■ TAREFA A: De acordo com o trecho do documento, o que distingue os AWS de outras armas na maioria das definições?

——————————

Neste texto, Laura Bruun, do Stockholm International Peace Research Institute (SIPRI), pondera se o DIH fornece orientações suficientemente claras sobre como os seres humanos e as máquinas podem interagir em decisões a respeito do uso da força. Com base nas conclusões de um estudo recente do SIPRI, ela defende a necessidade de esclarecer isso e faz sugestões concretas para que os Estados possam identificar melhor o que é preciso para respeitar o DIH ao desenvolver e usar AWS.

Os sistemas de armas autônomas (AWS) podem transformar radicalmente a maneira como os seres humanos tomam decisões em conflitos armados. De acordo com a maioria das definições, os AWS diferem de outras armas por sua capacidade, uma vez ativados, de selecionar e perseguir alvos sem intervenção humana. Essa capacidade pode apresentar benefícios operacionais e humanitários, mas também pode gerar preocupações jurídicas, éticas e estratégicas que são fundamentais. Embora os benefícios e riscos associados ao uso dos AWS continuem sendo discutíveis, o avanço na autonomia levou a comunidade internacional a considerar uma questão essencial: qual é o papel dos seres humanos no uso da força e até que ponto – e se – decisões de vida ou morte podem ser “delegadas” às máquinas?

——————————

■ TAREFA B: Localize nos registros cada linha que contenha a palavra "child" e copie-as todas. Maiúsculas e minúsculas fazem diferença.

——————————

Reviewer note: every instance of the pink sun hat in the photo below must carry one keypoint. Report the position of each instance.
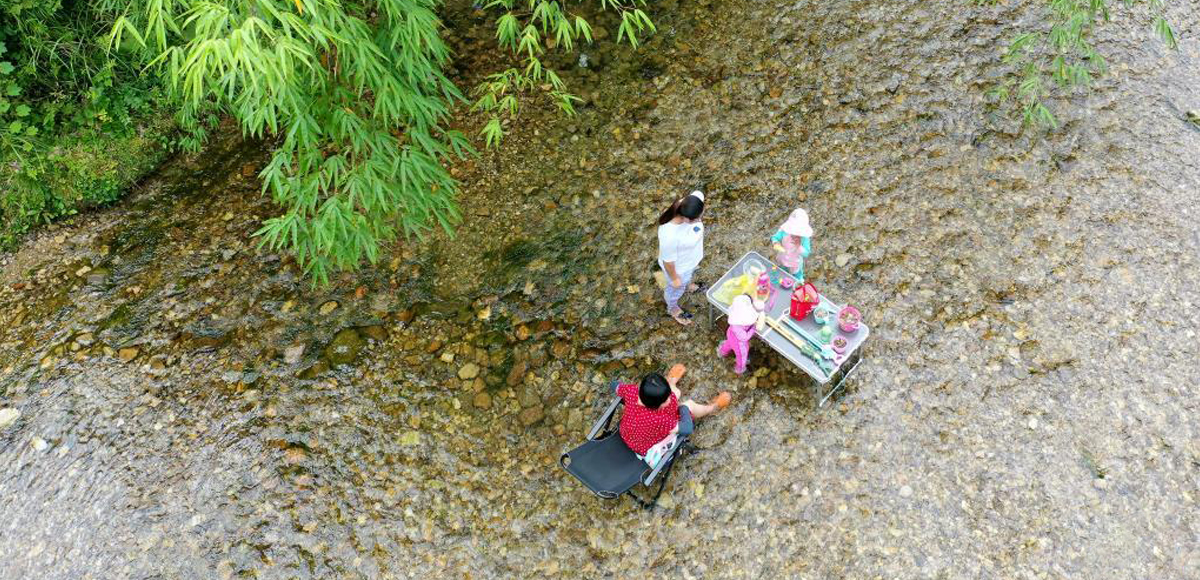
(743, 311)
(798, 223)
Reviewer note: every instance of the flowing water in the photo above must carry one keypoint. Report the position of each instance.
(191, 408)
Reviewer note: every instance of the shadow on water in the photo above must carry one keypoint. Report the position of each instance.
(191, 407)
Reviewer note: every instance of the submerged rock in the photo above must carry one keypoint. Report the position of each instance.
(293, 354)
(9, 416)
(345, 347)
(468, 371)
(532, 416)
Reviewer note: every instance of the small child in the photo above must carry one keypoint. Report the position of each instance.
(744, 315)
(653, 411)
(792, 243)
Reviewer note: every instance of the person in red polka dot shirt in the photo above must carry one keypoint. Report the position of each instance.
(653, 411)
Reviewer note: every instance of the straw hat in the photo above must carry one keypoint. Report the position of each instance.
(743, 311)
(798, 225)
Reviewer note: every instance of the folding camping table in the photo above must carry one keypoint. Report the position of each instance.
(844, 366)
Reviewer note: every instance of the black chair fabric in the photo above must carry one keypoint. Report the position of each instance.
(606, 466)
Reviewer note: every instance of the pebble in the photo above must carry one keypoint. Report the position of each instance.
(468, 371)
(9, 416)
(532, 416)
(516, 376)
(293, 354)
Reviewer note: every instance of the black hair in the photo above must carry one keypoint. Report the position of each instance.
(689, 207)
(654, 390)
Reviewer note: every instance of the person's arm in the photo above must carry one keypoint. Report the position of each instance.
(777, 240)
(671, 274)
(669, 252)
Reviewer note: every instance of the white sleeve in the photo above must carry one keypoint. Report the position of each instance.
(669, 247)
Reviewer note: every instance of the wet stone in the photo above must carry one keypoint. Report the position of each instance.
(9, 416)
(516, 376)
(293, 354)
(97, 276)
(468, 371)
(532, 416)
(376, 333)
(528, 398)
(345, 347)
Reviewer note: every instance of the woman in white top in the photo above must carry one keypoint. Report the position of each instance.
(681, 249)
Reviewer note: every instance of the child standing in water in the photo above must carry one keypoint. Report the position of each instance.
(744, 316)
(792, 243)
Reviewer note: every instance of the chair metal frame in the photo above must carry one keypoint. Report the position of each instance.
(604, 429)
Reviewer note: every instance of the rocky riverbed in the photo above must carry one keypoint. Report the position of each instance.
(177, 402)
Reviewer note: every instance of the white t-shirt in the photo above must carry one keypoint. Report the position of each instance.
(682, 244)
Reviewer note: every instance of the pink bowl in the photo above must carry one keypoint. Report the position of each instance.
(849, 318)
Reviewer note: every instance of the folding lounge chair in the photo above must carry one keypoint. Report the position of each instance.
(610, 468)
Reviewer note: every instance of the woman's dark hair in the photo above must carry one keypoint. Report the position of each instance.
(690, 207)
(654, 390)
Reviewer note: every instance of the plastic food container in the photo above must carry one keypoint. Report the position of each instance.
(849, 320)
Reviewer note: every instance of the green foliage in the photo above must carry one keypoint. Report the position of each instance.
(90, 169)
(353, 91)
(77, 126)
(1061, 58)
(527, 29)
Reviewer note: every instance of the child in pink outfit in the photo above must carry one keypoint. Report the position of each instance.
(744, 315)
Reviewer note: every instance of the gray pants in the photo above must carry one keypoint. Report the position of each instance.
(672, 294)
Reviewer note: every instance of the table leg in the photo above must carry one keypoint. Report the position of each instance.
(857, 359)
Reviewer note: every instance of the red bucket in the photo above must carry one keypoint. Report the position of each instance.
(804, 299)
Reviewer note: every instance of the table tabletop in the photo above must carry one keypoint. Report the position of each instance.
(779, 310)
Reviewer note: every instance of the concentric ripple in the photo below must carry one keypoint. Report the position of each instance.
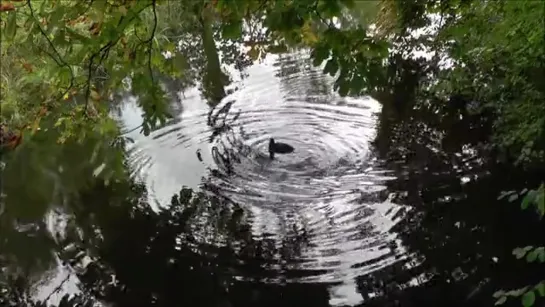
(331, 187)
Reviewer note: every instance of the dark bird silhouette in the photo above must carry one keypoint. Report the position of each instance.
(278, 148)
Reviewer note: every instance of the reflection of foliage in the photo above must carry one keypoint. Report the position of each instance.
(457, 233)
(40, 178)
(185, 254)
(528, 294)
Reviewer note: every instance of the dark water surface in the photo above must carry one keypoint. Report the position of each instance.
(332, 188)
(379, 205)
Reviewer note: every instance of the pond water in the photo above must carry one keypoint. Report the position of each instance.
(331, 186)
(380, 204)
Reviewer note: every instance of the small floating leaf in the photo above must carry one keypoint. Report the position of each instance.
(501, 301)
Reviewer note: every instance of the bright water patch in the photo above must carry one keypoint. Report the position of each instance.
(330, 190)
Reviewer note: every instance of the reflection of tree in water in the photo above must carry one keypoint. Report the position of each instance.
(299, 77)
(187, 254)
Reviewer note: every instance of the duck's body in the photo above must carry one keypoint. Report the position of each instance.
(278, 148)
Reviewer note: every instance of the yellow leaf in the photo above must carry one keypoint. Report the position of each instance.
(254, 53)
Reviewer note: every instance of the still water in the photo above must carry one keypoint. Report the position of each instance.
(330, 187)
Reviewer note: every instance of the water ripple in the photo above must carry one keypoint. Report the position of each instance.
(331, 187)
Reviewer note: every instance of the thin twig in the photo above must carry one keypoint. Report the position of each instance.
(60, 60)
(150, 40)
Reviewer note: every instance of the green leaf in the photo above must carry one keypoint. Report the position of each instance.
(232, 30)
(519, 252)
(527, 200)
(541, 254)
(11, 26)
(528, 299)
(532, 256)
(540, 288)
(331, 67)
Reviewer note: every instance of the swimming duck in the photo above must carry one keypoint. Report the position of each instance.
(278, 148)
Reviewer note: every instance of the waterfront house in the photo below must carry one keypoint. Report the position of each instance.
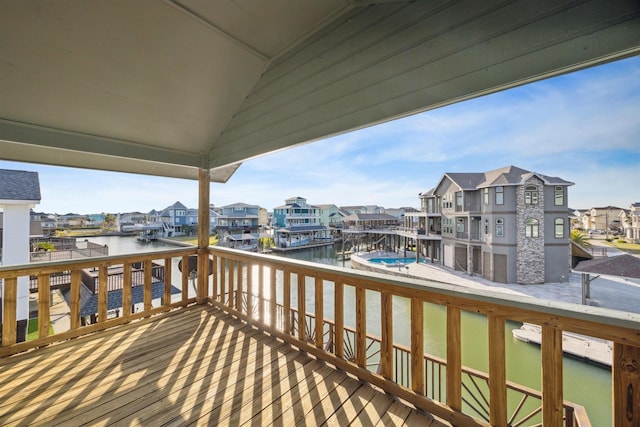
(509, 225)
(238, 226)
(193, 89)
(297, 225)
(632, 224)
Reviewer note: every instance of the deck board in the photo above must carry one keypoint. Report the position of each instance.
(199, 366)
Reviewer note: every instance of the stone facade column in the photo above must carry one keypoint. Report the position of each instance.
(530, 262)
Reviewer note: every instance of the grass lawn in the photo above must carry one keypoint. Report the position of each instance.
(630, 248)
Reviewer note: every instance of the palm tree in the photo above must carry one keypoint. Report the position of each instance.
(580, 238)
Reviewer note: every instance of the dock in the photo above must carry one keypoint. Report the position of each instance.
(590, 349)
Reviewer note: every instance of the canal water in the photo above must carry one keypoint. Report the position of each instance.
(584, 383)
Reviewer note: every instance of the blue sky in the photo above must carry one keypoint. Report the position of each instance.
(583, 127)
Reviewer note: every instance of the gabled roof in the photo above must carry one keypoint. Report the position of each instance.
(19, 185)
(506, 176)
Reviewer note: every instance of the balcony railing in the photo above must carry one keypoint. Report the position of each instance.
(348, 338)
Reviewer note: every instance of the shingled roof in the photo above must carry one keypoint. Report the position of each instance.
(19, 185)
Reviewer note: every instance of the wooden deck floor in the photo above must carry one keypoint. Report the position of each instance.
(195, 366)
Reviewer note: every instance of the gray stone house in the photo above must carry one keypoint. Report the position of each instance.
(509, 225)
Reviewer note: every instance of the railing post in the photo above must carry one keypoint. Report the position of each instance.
(551, 347)
(44, 292)
(286, 284)
(204, 190)
(74, 306)
(185, 277)
(361, 327)
(302, 307)
(626, 385)
(166, 279)
(454, 359)
(239, 287)
(319, 312)
(126, 289)
(386, 346)
(103, 292)
(497, 373)
(417, 345)
(10, 300)
(260, 293)
(339, 318)
(148, 294)
(249, 291)
(272, 298)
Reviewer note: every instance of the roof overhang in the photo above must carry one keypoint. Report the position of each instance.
(170, 87)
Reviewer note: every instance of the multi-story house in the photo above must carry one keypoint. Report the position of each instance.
(297, 225)
(238, 226)
(632, 223)
(331, 216)
(510, 225)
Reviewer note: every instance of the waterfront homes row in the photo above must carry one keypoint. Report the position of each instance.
(508, 225)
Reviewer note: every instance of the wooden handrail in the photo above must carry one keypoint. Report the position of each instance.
(621, 328)
(235, 275)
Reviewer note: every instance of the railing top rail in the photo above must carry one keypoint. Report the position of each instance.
(594, 321)
(8, 271)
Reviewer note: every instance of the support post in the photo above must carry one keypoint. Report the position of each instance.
(203, 235)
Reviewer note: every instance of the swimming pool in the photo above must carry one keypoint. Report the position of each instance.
(394, 261)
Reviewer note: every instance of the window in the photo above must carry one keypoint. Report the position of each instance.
(559, 228)
(531, 228)
(499, 227)
(531, 195)
(558, 195)
(499, 195)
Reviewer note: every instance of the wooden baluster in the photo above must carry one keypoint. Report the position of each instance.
(74, 304)
(9, 306)
(498, 373)
(44, 316)
(232, 281)
(287, 302)
(126, 290)
(185, 278)
(250, 291)
(626, 385)
(361, 327)
(386, 346)
(214, 294)
(551, 347)
(302, 307)
(167, 281)
(239, 287)
(261, 293)
(148, 295)
(103, 292)
(319, 304)
(272, 298)
(339, 315)
(417, 346)
(454, 359)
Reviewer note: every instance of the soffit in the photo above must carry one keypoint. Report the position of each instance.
(167, 87)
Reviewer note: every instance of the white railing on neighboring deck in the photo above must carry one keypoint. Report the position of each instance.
(237, 275)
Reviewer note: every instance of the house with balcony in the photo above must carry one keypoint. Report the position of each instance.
(509, 225)
(239, 226)
(217, 86)
(632, 223)
(298, 225)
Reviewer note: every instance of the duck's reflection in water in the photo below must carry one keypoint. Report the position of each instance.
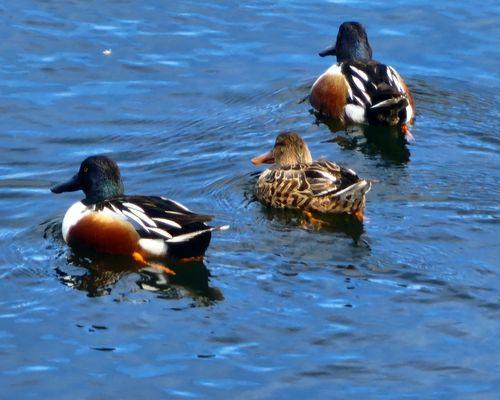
(336, 223)
(102, 273)
(388, 142)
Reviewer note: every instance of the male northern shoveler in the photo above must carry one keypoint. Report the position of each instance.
(358, 89)
(295, 181)
(144, 227)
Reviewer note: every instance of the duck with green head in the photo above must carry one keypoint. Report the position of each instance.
(108, 221)
(295, 181)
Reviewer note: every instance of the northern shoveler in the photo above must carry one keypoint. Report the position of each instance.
(144, 227)
(358, 89)
(295, 181)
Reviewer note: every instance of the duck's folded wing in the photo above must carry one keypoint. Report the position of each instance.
(157, 217)
(374, 85)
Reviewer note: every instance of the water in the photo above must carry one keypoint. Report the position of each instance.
(406, 306)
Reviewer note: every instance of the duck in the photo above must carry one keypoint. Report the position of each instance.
(144, 227)
(359, 90)
(295, 181)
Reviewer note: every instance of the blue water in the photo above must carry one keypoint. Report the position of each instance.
(408, 306)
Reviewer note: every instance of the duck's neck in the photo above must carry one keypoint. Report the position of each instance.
(105, 191)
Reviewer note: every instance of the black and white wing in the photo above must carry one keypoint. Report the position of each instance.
(377, 92)
(159, 218)
(325, 177)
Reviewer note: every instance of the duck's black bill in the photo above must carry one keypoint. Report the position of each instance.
(72, 185)
(330, 51)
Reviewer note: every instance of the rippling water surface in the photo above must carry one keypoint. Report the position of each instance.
(405, 306)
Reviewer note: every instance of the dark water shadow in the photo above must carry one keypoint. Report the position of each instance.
(98, 274)
(386, 142)
(333, 223)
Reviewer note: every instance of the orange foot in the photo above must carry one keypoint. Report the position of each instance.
(140, 259)
(314, 222)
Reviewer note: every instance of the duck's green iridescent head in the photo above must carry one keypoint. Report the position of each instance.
(352, 43)
(289, 149)
(98, 177)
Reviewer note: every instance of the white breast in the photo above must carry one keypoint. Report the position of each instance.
(74, 214)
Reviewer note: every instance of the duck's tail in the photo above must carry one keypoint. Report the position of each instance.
(352, 198)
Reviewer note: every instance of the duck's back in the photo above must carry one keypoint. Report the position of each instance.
(318, 186)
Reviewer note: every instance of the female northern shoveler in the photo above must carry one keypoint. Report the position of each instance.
(358, 89)
(296, 181)
(107, 221)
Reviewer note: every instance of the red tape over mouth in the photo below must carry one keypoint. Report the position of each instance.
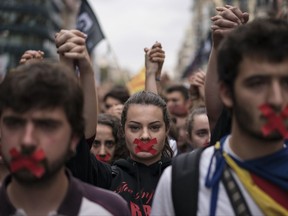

——————————

■ RESULTADO CORRETO A: A capacidade de, uma vez ativados, selecionar e perseguir alvos sem intervenção humana.

■ RESULTADO CORRETO B:
Reviewer note: every instance of the small child in the photo above must carry one keypoint. Report the position of each instance.
Reviewer note: every instance of the child standing in water in the photo above must carry one keypoint. Report the position of each instance.
Reviewer note: every instance of the child in pink outfit in the photo above must carry one keypoint. Report the position of each instance.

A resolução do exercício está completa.